Provided records:
= = = = =

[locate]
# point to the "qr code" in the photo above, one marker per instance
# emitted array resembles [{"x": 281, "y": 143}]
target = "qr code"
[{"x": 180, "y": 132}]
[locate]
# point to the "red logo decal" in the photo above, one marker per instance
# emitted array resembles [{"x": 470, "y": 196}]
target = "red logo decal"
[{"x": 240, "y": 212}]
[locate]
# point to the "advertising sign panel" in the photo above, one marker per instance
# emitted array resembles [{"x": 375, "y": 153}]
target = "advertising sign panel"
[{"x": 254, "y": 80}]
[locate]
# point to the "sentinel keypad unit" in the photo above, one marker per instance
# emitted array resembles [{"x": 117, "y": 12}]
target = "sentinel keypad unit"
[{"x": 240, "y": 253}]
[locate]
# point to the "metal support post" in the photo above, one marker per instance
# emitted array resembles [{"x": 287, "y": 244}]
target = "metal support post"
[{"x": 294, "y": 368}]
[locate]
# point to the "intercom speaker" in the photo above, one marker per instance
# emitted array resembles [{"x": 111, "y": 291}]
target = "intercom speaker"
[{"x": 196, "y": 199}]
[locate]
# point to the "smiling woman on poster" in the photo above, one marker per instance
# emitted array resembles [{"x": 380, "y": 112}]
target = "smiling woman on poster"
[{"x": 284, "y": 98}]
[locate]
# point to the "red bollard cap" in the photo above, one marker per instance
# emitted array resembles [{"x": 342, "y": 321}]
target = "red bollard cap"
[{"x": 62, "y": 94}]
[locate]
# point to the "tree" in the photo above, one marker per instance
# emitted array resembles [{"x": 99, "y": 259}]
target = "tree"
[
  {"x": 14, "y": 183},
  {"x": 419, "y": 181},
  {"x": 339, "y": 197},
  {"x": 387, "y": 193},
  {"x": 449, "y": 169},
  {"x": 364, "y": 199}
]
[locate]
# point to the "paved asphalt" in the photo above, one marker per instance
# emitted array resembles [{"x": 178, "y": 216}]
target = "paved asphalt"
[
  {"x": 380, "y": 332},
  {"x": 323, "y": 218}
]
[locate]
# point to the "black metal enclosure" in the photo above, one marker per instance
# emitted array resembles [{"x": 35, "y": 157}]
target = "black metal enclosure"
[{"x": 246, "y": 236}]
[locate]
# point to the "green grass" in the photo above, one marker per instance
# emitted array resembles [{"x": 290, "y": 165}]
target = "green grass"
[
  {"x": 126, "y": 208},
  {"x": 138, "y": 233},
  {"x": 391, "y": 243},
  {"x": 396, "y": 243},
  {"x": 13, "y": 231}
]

= = = = =

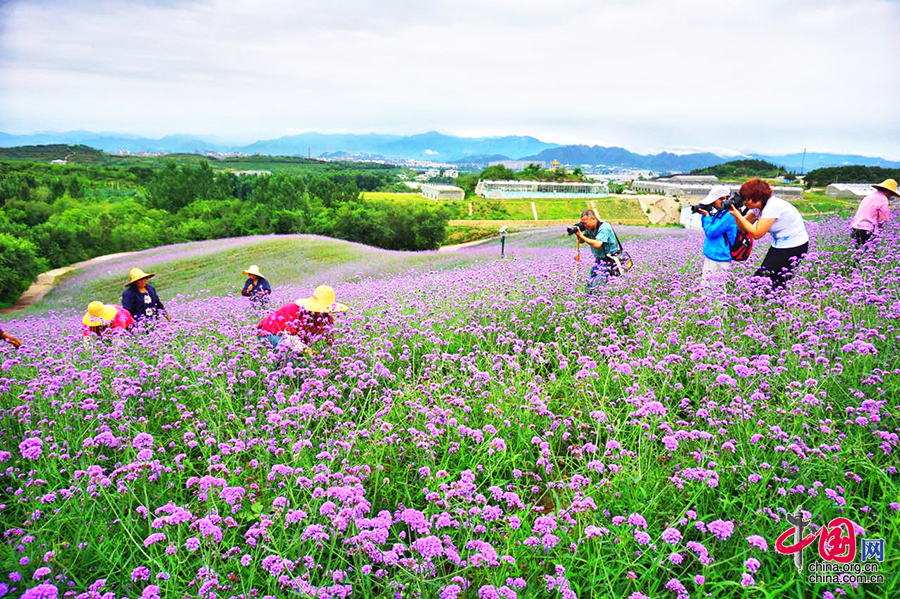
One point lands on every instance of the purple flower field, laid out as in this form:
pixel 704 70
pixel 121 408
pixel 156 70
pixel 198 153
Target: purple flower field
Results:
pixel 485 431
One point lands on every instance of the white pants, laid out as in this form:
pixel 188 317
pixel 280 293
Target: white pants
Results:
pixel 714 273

= = = = =

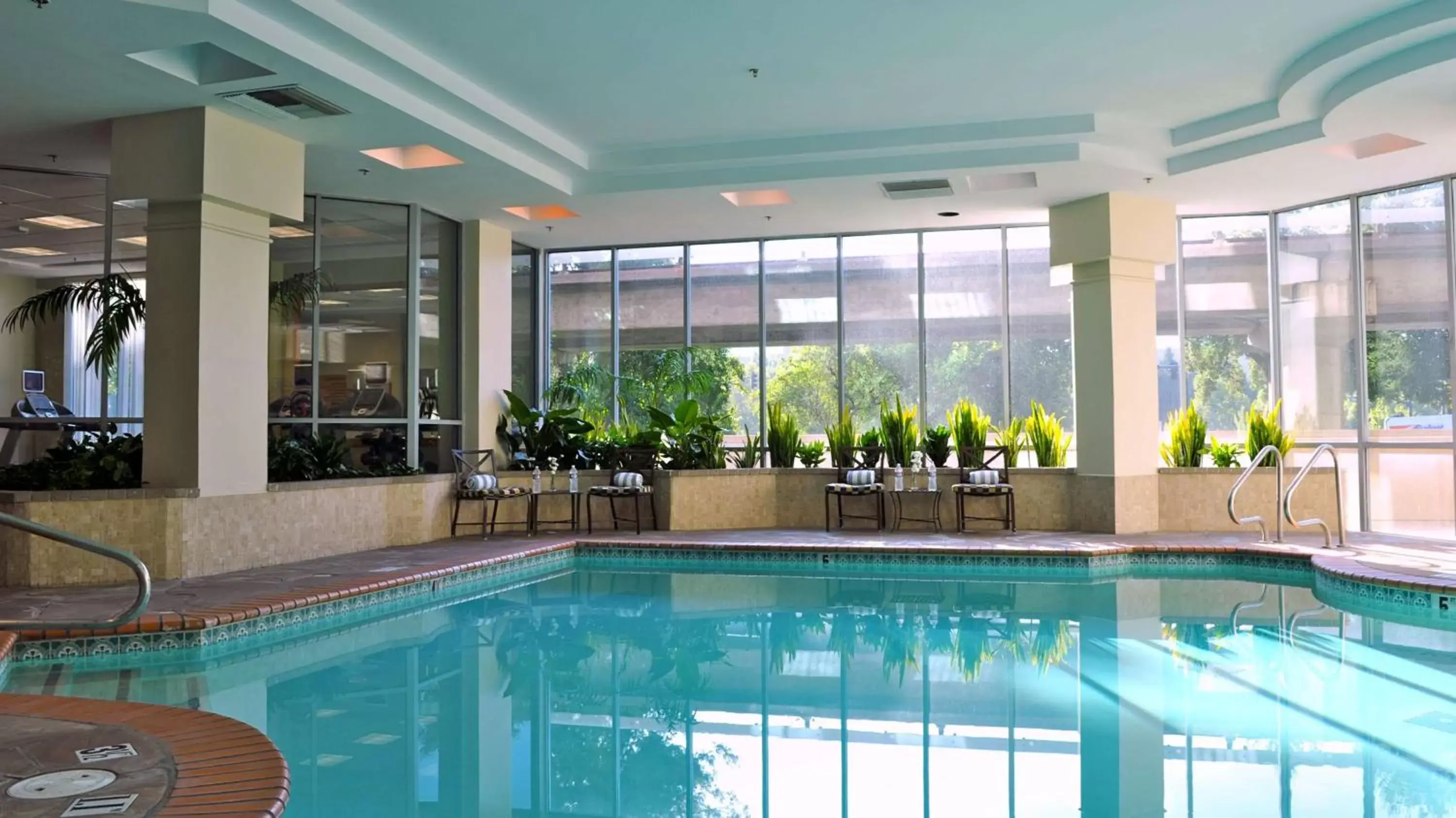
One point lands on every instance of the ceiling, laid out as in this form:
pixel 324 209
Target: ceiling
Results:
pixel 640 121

= = = = =

Problem:
State how many lines in the data above contain the word "resembles". Reply with the number alone.

Solution to the exercise:
12